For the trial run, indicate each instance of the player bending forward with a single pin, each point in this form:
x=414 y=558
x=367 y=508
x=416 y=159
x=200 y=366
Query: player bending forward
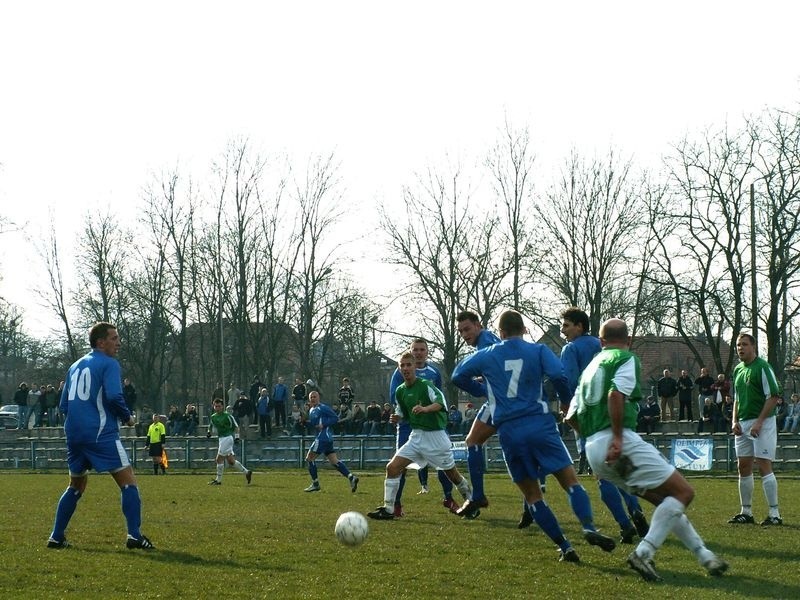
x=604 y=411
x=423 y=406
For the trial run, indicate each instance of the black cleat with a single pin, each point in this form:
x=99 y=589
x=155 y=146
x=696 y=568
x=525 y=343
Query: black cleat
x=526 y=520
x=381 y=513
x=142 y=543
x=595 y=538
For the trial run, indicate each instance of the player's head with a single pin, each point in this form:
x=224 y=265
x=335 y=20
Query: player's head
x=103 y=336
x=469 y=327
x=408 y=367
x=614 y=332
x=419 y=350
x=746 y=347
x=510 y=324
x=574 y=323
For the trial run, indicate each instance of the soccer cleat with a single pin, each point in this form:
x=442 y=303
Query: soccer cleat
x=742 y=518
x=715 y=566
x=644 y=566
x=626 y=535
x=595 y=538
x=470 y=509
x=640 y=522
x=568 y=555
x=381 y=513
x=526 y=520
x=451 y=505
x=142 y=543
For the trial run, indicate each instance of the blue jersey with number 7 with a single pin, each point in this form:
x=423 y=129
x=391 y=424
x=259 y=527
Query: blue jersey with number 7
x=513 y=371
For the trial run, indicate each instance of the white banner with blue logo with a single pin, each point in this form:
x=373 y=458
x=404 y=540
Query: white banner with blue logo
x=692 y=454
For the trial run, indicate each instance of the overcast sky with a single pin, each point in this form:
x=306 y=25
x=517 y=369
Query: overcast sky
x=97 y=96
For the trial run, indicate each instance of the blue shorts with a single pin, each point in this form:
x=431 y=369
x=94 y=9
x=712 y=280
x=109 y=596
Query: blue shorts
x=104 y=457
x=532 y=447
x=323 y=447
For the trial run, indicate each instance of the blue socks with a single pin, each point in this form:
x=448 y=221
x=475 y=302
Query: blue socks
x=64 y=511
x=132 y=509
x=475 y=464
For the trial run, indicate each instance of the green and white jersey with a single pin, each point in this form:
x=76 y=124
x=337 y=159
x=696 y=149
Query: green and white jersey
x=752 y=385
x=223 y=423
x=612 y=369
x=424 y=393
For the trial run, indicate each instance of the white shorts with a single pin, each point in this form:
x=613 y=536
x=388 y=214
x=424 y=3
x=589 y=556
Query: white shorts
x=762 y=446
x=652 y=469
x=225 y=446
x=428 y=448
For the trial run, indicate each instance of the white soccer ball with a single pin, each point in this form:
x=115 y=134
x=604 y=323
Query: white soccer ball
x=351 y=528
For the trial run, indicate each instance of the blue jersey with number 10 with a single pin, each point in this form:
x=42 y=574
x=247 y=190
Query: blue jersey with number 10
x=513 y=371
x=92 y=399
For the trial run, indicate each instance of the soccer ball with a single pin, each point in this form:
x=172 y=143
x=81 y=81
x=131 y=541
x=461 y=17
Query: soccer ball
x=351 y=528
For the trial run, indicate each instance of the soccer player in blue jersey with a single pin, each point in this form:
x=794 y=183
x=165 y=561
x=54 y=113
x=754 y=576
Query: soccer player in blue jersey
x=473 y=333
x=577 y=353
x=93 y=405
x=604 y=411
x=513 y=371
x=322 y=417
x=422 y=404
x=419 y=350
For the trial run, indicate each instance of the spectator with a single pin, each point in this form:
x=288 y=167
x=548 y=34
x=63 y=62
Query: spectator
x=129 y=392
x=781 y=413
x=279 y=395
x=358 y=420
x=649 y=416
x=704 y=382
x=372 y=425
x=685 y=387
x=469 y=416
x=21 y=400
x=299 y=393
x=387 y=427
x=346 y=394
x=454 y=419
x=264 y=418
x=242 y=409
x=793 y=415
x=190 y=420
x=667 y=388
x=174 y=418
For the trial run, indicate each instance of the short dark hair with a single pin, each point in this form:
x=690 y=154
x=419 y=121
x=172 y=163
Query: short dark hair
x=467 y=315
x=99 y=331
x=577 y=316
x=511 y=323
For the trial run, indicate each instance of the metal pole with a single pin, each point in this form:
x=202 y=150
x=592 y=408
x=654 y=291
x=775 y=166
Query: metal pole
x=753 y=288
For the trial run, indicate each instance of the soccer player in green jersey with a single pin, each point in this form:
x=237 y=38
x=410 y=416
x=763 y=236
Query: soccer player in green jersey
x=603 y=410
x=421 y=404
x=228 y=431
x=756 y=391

- JOB -
Please reproduce every row above word for word, leaving out the pictures.

- ANSWER FOR THE TASK -
For the trial run, indicate each instance of the player bending forward with a single pin, each point in this form:
x=414 y=558
x=367 y=508
x=416 y=159
x=200 y=366
Query: player bending forward
x=604 y=411
x=423 y=406
For the trial run, indicate each instance of the black cleat with a single pin, each point in this form:
x=99 y=589
x=155 y=146
x=696 y=568
x=525 y=343
Query: black cleat
x=526 y=520
x=381 y=513
x=142 y=543
x=595 y=538
For the trial run, indicate each instance of the player's head with a single pin, each point in this form:
x=224 y=265
x=335 y=20
Query: player's head
x=103 y=336
x=469 y=327
x=408 y=367
x=614 y=332
x=419 y=350
x=746 y=347
x=510 y=324
x=574 y=323
For the trial run, indicate each instance of the soccer cleat with a single pin, each point in this form:
x=442 y=303
Query: soccer cleat
x=742 y=518
x=715 y=566
x=644 y=566
x=626 y=535
x=595 y=538
x=470 y=509
x=640 y=522
x=568 y=555
x=381 y=513
x=526 y=520
x=451 y=505
x=142 y=543
For the trial run, indicate each instance of the blue jersey with number 7 with a single pin, each point in this form:
x=423 y=129
x=391 y=424
x=259 y=527
Query: blue jersey with number 7
x=513 y=371
For the trial run, indicate each instance of the white banner with blue logo with a single pin, each point in this form:
x=373 y=458
x=404 y=540
Query: white banner with blue logo
x=692 y=454
For the trial run, indicate each instance of the overcast sky with a single pin, each point in this form:
x=306 y=25
x=517 y=369
Query: overcast sky
x=97 y=96
For the trial run, indicate each instance of the blue shorts with a single pin, each point in this form:
x=431 y=369
x=94 y=9
x=712 y=280
x=109 y=596
Query: blue shorts
x=104 y=457
x=532 y=447
x=323 y=447
For the trial run, indicate each instance of the blue socks with a single pin, each point in this form:
x=448 y=221
x=475 y=302
Query: blue socks
x=64 y=511
x=132 y=509
x=475 y=464
For the trial run, indicate each instance of the green and white jersey with a single pin, each point in this form:
x=76 y=124
x=337 y=159
x=696 y=149
Query: green and white jersey
x=752 y=385
x=223 y=423
x=612 y=369
x=424 y=393
For the trial run, indicate each instance of the white shorts with a single pin, each point in this form:
x=613 y=536
x=388 y=214
x=424 y=3
x=589 y=556
Query: white shorts
x=762 y=446
x=652 y=469
x=225 y=446
x=428 y=448
For the trial run, indicate each instance of the white soccer ball with a single pin, each point in this form:
x=115 y=134
x=604 y=323
Query: white soccer ball
x=351 y=528
For the trial run, indicate each instance of the blue jersey with number 10 with a single pin, each point in this form:
x=42 y=574
x=247 y=190
Query: blue jersey with number 10
x=513 y=371
x=92 y=399
For the trial run, indicate each instance of the soccer ball with a single pin, each point in this form:
x=172 y=143
x=81 y=81
x=131 y=541
x=461 y=17
Query: soccer ball
x=351 y=528
For the trial run, indicate each instance of the soccer player in blue jersey with a single pin, each point in this form:
x=794 y=183
x=165 y=561
x=54 y=113
x=754 y=576
Query: soccer player in blue jersey
x=473 y=333
x=577 y=353
x=93 y=405
x=604 y=411
x=513 y=371
x=322 y=417
x=422 y=404
x=419 y=350
For the trial run, indicate each instance of the spectator with a single pin, each point in this form:
x=288 y=167
x=548 y=34
x=63 y=62
Query: spectator
x=129 y=392
x=781 y=413
x=279 y=395
x=358 y=420
x=649 y=416
x=704 y=382
x=372 y=425
x=685 y=387
x=469 y=416
x=21 y=400
x=299 y=393
x=387 y=427
x=346 y=394
x=454 y=419
x=264 y=418
x=242 y=409
x=793 y=415
x=190 y=420
x=667 y=388
x=174 y=418
For the trial run, indicate each instance of the short dark hair with a single pin, each point in this form:
x=690 y=154
x=419 y=121
x=172 y=163
Query: short dark hair
x=467 y=315
x=99 y=331
x=577 y=316
x=511 y=323
For the trial run, indicate each instance of the metal pole with a single pin, each point in this form:
x=202 y=150
x=592 y=408
x=654 y=291
x=775 y=166
Query: metal pole
x=753 y=288
For the trial run, indicate each instance of the soccer player in green jersey with a single pin, each point in this form:
x=237 y=38
x=410 y=416
x=763 y=236
Query: soccer player in green jersey
x=603 y=410
x=421 y=404
x=228 y=431
x=756 y=391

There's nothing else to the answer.